___ SUPPLIED RECORDS ___

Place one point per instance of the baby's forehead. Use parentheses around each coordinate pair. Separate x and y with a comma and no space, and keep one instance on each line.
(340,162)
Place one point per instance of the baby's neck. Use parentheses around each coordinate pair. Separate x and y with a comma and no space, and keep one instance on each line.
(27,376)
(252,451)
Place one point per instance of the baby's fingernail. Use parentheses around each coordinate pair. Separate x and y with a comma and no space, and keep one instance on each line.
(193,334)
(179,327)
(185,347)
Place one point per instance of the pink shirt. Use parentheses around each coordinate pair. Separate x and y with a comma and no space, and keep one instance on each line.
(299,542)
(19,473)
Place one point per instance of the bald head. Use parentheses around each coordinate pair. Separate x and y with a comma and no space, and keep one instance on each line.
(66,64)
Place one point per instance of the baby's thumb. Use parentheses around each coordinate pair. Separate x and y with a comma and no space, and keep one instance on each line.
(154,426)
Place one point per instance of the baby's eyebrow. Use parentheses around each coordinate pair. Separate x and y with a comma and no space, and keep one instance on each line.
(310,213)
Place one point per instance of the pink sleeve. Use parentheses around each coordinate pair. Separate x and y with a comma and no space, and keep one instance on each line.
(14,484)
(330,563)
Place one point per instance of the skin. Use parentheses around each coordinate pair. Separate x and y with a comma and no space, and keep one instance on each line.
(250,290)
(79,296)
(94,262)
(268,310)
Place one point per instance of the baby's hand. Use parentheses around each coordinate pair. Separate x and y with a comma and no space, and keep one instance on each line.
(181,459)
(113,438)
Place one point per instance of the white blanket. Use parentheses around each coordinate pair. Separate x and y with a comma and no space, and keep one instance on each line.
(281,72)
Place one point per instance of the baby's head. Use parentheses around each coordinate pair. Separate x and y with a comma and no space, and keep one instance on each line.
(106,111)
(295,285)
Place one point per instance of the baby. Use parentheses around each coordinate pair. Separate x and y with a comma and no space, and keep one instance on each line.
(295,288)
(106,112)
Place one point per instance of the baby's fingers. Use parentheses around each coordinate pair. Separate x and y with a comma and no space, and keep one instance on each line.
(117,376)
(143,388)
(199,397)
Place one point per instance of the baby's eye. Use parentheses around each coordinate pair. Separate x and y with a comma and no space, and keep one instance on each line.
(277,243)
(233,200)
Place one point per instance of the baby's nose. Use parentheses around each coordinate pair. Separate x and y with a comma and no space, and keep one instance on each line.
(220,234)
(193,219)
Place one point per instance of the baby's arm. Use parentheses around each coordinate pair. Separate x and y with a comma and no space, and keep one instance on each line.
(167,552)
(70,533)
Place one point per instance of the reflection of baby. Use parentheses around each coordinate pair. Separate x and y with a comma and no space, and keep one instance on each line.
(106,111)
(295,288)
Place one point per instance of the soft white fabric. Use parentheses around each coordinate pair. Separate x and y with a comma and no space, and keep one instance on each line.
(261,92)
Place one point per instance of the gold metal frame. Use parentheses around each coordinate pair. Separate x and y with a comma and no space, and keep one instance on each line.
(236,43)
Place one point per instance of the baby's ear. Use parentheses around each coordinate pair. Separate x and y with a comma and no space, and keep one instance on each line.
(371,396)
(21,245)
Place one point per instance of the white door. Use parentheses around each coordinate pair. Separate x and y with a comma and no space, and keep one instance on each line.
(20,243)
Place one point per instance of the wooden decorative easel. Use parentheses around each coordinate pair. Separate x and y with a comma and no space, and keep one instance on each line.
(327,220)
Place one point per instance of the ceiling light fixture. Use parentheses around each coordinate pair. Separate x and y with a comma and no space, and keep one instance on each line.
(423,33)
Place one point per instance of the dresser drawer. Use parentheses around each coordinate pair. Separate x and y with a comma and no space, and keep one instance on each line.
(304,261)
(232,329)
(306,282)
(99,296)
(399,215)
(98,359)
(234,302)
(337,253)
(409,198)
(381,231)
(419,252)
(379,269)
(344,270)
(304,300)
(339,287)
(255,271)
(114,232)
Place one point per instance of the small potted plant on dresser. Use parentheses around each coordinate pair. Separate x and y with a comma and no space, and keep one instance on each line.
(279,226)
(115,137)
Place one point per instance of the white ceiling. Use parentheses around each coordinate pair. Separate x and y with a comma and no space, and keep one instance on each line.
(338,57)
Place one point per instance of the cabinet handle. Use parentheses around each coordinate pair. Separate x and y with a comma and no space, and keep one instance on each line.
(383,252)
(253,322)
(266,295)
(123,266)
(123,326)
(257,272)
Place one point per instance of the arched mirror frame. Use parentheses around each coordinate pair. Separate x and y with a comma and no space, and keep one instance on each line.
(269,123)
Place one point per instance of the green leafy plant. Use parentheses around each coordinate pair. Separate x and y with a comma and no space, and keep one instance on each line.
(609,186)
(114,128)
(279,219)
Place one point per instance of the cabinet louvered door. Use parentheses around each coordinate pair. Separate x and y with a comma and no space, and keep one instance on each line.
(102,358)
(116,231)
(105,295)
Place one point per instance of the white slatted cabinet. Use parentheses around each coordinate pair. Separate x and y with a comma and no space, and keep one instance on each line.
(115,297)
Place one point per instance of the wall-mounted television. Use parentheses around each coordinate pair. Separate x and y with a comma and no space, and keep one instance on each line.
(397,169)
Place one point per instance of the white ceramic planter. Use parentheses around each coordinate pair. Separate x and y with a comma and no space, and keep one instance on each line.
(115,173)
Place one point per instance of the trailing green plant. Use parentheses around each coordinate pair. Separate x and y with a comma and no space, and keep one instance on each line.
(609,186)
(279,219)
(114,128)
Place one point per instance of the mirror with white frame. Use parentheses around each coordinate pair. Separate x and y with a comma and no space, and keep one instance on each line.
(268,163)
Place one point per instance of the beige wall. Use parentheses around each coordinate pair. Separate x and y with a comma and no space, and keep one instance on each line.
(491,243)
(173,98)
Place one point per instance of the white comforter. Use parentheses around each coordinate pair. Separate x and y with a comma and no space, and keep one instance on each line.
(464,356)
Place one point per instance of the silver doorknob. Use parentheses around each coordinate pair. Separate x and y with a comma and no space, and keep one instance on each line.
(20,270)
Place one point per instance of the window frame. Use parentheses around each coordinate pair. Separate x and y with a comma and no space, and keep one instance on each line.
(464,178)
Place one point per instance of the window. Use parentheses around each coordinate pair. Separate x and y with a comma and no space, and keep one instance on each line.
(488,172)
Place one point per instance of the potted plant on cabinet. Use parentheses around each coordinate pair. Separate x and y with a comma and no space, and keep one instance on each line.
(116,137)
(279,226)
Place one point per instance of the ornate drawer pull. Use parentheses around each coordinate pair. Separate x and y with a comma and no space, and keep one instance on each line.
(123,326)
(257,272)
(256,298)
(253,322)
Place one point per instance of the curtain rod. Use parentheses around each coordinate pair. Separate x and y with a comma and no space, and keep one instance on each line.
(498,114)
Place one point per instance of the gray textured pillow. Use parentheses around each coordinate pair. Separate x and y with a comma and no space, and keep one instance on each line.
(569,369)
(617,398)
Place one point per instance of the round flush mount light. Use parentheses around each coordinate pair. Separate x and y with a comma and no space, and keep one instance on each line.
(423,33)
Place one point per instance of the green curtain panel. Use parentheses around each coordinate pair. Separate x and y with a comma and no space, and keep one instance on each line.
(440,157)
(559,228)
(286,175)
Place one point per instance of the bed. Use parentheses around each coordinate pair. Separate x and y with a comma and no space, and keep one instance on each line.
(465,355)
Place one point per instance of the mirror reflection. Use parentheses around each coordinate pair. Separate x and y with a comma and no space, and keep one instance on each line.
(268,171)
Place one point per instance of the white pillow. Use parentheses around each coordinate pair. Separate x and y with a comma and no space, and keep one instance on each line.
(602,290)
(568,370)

___

▶ [EXERCISE BRIEF]:
Nothing in the records may change. Print all of them.

▶ [ANSWER SECTION]:
Place one point per instance of the baby's forehead. Use parentheses around each coordinate pair. Separate x and y with a comma and no space, and keep one instance on each line.
(340,162)
Place one point per instance of the baby's neck. Use parentheses around each coordinate pair. Separate x and y with a comma and no space, and keep one instance on each line.
(27,376)
(252,451)
Place one point per instance of the baby's fingernail. Use parentheses around each coordinate pair. Separate x and y with a comma and no space, and keep one instance on each line.
(193,334)
(179,327)
(185,347)
Place one point per instance of the pink shirt. Use parentheses around each coordinate pair. Separate x and y with a comma and no space, and keep one instance on each line.
(299,542)
(19,473)
Place one point per instance of the bald head. Use parentheses around each coordinate pair. Separate x and y with a comma and no space, and keep one instance on each line.
(66,64)
Place one point per instance of the baby's thumb. Use parentheses around each coordinate pair. Separate x and y with a comma and no space, and keep one instance on each line.
(154,426)
Place one point per instance of the baby's eyebrow. Use parentheses around each coordinate pair. Separate x and y with a comma and no space, and keep one instance on each line.
(310,213)
Place one point per instance of the pink sleeve. Use parentheses around each coordinate pair. Separate x and y with a comma and no space, and keep one instance on each line.
(14,484)
(330,563)
Place one point per instance of the skin. Use parentheses around each coordinate pair. Separate x and y with a comma and no space, and keep one instance on each line.
(250,290)
(79,296)
(94,262)
(268,310)
Place one point per instance of the baby's hand. Use parentheses around each coordinate pair. Separate x and y with a comma and no space, and keep one instance on each line.
(181,459)
(113,438)
Place one point per instance of the white blanket. Use parentheses around each coordinate pair. Separate x and y with a comma and no space, and keep one instance on each line.
(281,72)
Place one point per instance of the baby's head. Use parentheses around each coordinate pair. Separate x and y with a comma and no space, and keep one instance on each line.
(106,111)
(295,285)
Place one point per instance of the baby. Use parentheses around each coordinate pair. Separate x and y with a comma and no space, and keep one instance on each line.
(295,288)
(106,112)
Place one point per instance of the baby's fingers. Use parentheses around each coordinate pair. Separate x and y with a comma and no space, and keep one instance on each line.
(117,376)
(143,388)
(199,397)
Place one point per instance of the baby's eye. Use parentheses around each coordinate pair. Separate x and y with a comma and no space, and keep one instance on each line.
(277,243)
(233,200)
Place one point per instance of the baby's nose. Use parentheses around each coordinate pair. Separate x and y with a comma and no space, and keep one instance on each line.
(220,234)
(193,219)
Place one point per instance of the baby's arm. Use parentheses around each coordinate pair. Separate x and y with a comma and no space, and keep one instance on each line.
(167,552)
(70,533)
Place one point per instance of the reflection of baby. Use parentheses around each coordinate pair. Separate x and y with a comma and no space, and keep one instance on each line.
(106,111)
(295,288)
Place one point per instance of the soft white fabric. Use parentheses around each coordinate pair. Separate x and y with a comma and no space, and keep one instance on each line.
(261,92)
Place one point per instance of the gold metal frame. Use parentheses around each coordinate pair. Separate x and y with a comma and no space, and keep one instance on each line.
(236,43)
Place one point per instance of the baby's ear. Use parentheses around each coordinate pair. Separate x and y with a comma and no space, and keep one instance on each line.
(371,396)
(21,245)
Place one point per instance of the white door. Use parentheses around each coordinate pair. Separate x and y with a comma and no space, and keep one instance on each line.
(20,243)
Place one point per instance of the wooden decorative easel. Use parentheses around each coordinate pair. Separate x and y with a comma and no space, and keep one instance on each line.
(327,220)
Place one point per instance of the ceiling light fixture. Use parentheses around each coordinate pair. Separate x and y with a comma and no space, and keep one instance on each line.
(423,33)
Place one point per instance of the dresser drawer. Use parentheses around each coordinate pair. Separate x and y with a comma and no space, and keep one instance on each line.
(304,261)
(232,329)
(306,282)
(99,296)
(399,215)
(98,359)
(234,302)
(337,253)
(409,198)
(381,231)
(419,252)
(379,269)
(344,270)
(304,300)
(339,287)
(255,271)
(114,232)
Place one point per instance of the small potted plant on dresser. Use parentheses around each coordinate pair. Separate x and y with a comma and no space, and keep one instance on each line.
(279,226)
(115,137)
Place one point per instance of the white ceiling. Use parentheses around each coordinate pair. Separate x and y with a comma and no space, and keep one instance on each line.
(338,57)
Place one point per instance of the cabinet handle. Use parentheses around each coordinate pair. Separate x and y with a comma and no space, and keep one instance on each line.
(383,252)
(253,322)
(266,295)
(123,266)
(123,326)
(257,272)
Place one point per instance of the arched mirror frame. Use parentheses around each coordinate pair. Separate x and y with a comma and no space, and keep one instance on each line.
(269,123)
Place one point per instance of the green leafy plant. Use parentheses around each coordinate pair. Separate x and y with a comma and no space, and keep one instance on each line.
(609,186)
(114,128)
(279,219)
Place one point per instance of the cabinet louvered door. Use parentheses around each coordinate pair. Separate x and y with a comma and no space, and keep one instance on each line.
(102,358)
(116,231)
(105,295)
Place one point per instance of the white slatted cabinet. Use parentheses around each coordinate pair. Separate x and y with a comma and no space, and keep one instance on each line.
(115,297)
Place one point per instance of the wall-mounted television. Use parentheses around each coordinate pair. Separate x and y with a comma and no space, and keep one instance on each line.
(397,169)
Place one point per instance of the white ceramic planter. Use parentheses around each coordinate pair. Separate x and y with a comma and no space, and keep one instance on each line.
(115,173)
Place one point per instance of the trailing green plant. Use parentheses around each coordinate pair. Separate x and y with a comma and no space, and keep one instance on each line.
(609,186)
(279,219)
(114,128)
Place one point per instance of the mirror with white frame. Use parentheses around each coordinate pair. Separate x and y with a comma and no space, and keep one instance on each line.
(268,163)
Place one point per instance of the beige wall. Use parentheses around each coordinate pair. Separate x and y with a comma and no space, and keep one instance on each line.
(491,243)
(173,98)
Place one point per instance of the white comforter. Use parentheses around each coordinate pair. Separate x and y with a comma and no space, and keep one instance on each line.
(464,356)
Place one point per instance of the silver doorknob. Use parentheses around each coordinate pair. Separate x and y with a comma and no space, and keep one instance on each line.
(20,270)
Place one point per instance of the window frame. Use parentheses around each coordinate pair. Separate x and y with a comma and no space, and keep one instance on each line.
(464,178)
Place one point per instance of the window. Use parentheses around each coordinate pair. Separate x and y with a comma and no space, and keep one instance on each line.
(488,172)
Place one point per instance of the potted plant on cabinet. Use parentheses around each coordinate pair. Separate x and y with a comma and no space, and keep one instance on each line.
(116,137)
(279,226)
Place one point per instance of the ornate drawer pull. Use parentheses around each coordinate pair. Separate x and y with a comma and no space, and keep one instance on each line.
(123,326)
(257,272)
(256,298)
(253,322)
Place one point per instance of the curtain rod. Use parentheses around each coordinate pair. Separate x and y with a comma and no space, and keep one instance on each line.
(498,114)
Place one point per instance of the gray textured pillow. Use parentheses around each coordinate pair. Separate x and y with a comma and no space, and keep one instance on each line.
(569,369)
(617,398)
Place one point per instance of the round flush mount light. Use parentheses around each coordinate pair. Separate x and y with a comma and no space, and keep one instance on each line.
(423,33)
Place one point per instance of the green curtain panel. Use parentheses around each coordinate pair. Separate x and y with a comma and no space, and keep one instance on each line.
(440,157)
(559,228)
(286,175)
Place one point per instance of the bed. Use parentheses around each coordinate pair. Separate x and y with a comma and no space, and keep one instance on each line.
(465,355)
Place one point per instance of the mirror reflection. Use parentheses around each coordinate pair. Separate x and y with a comma and no space, and keep one instance on each line.
(268,171)
Place one point per instance of the white pillow. Use parentheses around each coordinate pair. Separate x and y with a comma and no space, and keep one instance on each line.
(602,290)
(568,370)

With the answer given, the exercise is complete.